Selected text:
Later, Tong Phally, from Funcinpec, gets up and talks about traffic accidents, using the techniques learnt in the session. She speaks confidentially and concisely, finishing with a rehearsed plea to the government to enforce traffic laws.
Next is Sin Chan Pov Rozeth, a small and determined elected SRP commune consultant from Battambang. She speaks loudly and introduces herself as a member of the National Rescue Party.
This may be the closest the speakers veer towards articulating their party beliefs. Rozeth begins outlining the NRP policies of minimum wage entitlements and pensions and goes over time.
“You don’t respect the time limit,” says a young woman from CPP.
“She spoke very fast, she didn’t explain much – just covered the main points,” says another.
“She seems to be too serious. She should reduce the volume of her voice. Smile, because you are presenting something good – if you spoke for 30 minutes, the listeners would be very tired!” Sereyleak concludes.
Boasting a few prominent female leaders and ministers is one thing, but pushing the names of women up to the top of ballot sheets is the real battle, says Ros Sopheap, executive director of GADC (Gender and Development for Cambodia) and current secretariat of the Committee to Promote Women in Politics (CPWP), a network of Cambodian NGOs focused on achieving the Millennium Development Goals.
A warm and effusive woman with a long background in social justice, Sopheap is wearily hesitant about the likelihood of Cambodia reaching the quota.
“I’m still a little bit concerned that 25-30 per cent by 2015 may not be achieved.
“This is a complicated process – the process of membership, of politics. You have to bring your history of joining political parties, especially ruling parties. Also, another obstacle is if you decide to join the not-ruling parties, there are sometimes other obstacles [like] intimidation...it isn’t easy.”
Women’s reluctance to sign up and pay party membership fees for themselves (instead of their husbands) follows the traditional assumption that politics is a man’s realm, and contributes to the low number of female candidates, Sopheap explains. What is more “interesting”, she says – in an unfortunate way – is that educated women don’t seem at all interested in joining commune-level politics. A yet-to-be-released CPWP study indicates women factory workers are more likely to pursue local political roles.
“It seems that the way of thinking is that young people do not think the work of the commune is their role. After they finish their bachelor degree they think of advancing their role at the national level. It’s so sad. But the women at the factory…they stick to the commune. They want to deal with violence against women, I think because this is their experience.”
Eang Maly, 31, has had a taste of campaigns at both levels of government but sees herself eventually working at the national level. With an engaging smile and a capable air, the Sam Rainsy Party (SRP) member offers feedback to the group’s volunteer speakers and stands up to talk, while keeping an eye on her toddler son.
Maly found her own way to politics after being introduced to the SRP by a neighbour. Raising her son as a single mother, and volunteering, then working for Mu Sochua, the most prominent woman in the SRP, built her political education, but she is most passionate about equity and fighting corruption. She says no one in her family is political and her aunt, a market seller who raised her, has a positive fear of it, stemming from the Pol Pot era.
Despite learning how to be leaders and representatives in their parties, discussion about political policies is not on the agenda.
“I don’t know what they are thinking from the CPP, about the situation in Cambodia,” Maly says carefully. “I think they know. They know already about the situation, about the problems. But sometimes they cannot say, they keep silent... maybe they think the situation in Cambodia is very good under Prime Minister Hun Sen. I don’t know.

What this task involves:
Answer these questions from the excerpt on women in Cambodian politics:
1. Which party is Tong Phally from?
2. What does the abbreviation GADC stand for?
3. How old is Eang Maly?
Rely solely on the excerpt on women in Cambodian politics for your answers.

Records of labeled points:
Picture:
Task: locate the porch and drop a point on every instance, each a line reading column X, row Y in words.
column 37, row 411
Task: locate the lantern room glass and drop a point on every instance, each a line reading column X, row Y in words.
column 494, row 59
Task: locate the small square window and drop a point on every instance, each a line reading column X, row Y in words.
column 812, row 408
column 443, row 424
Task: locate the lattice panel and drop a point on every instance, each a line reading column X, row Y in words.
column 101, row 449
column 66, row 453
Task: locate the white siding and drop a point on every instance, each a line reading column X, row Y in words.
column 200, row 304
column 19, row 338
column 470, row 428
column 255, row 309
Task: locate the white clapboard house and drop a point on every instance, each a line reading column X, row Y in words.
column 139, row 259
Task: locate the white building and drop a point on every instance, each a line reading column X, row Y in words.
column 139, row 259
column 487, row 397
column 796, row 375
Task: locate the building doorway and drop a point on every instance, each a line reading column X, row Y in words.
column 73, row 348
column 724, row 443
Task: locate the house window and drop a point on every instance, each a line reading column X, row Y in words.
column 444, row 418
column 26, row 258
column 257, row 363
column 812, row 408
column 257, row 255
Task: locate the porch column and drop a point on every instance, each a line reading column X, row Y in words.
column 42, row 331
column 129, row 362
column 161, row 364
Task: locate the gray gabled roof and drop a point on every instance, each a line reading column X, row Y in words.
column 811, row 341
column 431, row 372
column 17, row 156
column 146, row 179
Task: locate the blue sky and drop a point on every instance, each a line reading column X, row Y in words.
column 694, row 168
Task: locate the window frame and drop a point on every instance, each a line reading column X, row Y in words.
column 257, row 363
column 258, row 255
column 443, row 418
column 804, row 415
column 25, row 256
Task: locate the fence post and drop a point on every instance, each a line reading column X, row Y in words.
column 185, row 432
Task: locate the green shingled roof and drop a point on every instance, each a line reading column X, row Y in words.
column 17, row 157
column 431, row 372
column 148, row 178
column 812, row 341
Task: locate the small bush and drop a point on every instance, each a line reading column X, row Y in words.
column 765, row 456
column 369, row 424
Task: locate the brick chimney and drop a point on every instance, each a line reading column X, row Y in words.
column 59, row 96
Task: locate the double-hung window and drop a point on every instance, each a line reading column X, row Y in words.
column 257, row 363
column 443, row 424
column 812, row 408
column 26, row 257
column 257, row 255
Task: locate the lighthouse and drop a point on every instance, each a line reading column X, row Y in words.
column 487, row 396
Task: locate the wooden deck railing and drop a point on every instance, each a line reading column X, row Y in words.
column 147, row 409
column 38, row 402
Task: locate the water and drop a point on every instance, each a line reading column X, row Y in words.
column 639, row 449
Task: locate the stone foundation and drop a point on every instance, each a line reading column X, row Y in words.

Reply:
1. Funcinpec
2. Gender and Development for Cambodia
3. 31